[ЗАДАНИЕ К ВЫПОЛНЕНИЮ] Замените «field» на «meadow» в строках, начиная со строки, содержащей «Keypoint placement: for each instance of the tall», и заканчивая последней строкой, после чего приведите эти строки целиком. Прочее в них оставьте без изменений.

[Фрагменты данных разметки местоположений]
★ ★ ★ ★ ★
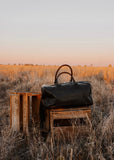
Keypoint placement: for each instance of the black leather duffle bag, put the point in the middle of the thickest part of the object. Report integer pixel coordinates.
(70, 94)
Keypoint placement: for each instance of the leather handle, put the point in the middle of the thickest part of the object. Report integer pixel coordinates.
(57, 75)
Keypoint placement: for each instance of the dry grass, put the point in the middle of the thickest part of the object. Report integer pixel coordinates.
(99, 145)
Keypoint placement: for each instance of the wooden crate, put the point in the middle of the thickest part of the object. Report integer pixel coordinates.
(20, 105)
(79, 116)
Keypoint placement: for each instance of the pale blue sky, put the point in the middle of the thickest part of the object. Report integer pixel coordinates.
(57, 31)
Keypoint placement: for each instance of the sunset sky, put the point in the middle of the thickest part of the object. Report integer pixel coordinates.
(77, 32)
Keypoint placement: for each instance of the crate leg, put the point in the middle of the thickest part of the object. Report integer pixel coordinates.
(15, 112)
(25, 113)
(51, 130)
(36, 108)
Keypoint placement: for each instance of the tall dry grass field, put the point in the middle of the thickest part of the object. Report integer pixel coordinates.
(99, 145)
★ ★ ★ ★ ★
[ПОЛНЫЙ ОТВЕТ]
Keypoint placement: for each instance of the tall dry grass meadow, put the point in the middle of the thickest part of the object. Report integer pixel coordinates.
(99, 145)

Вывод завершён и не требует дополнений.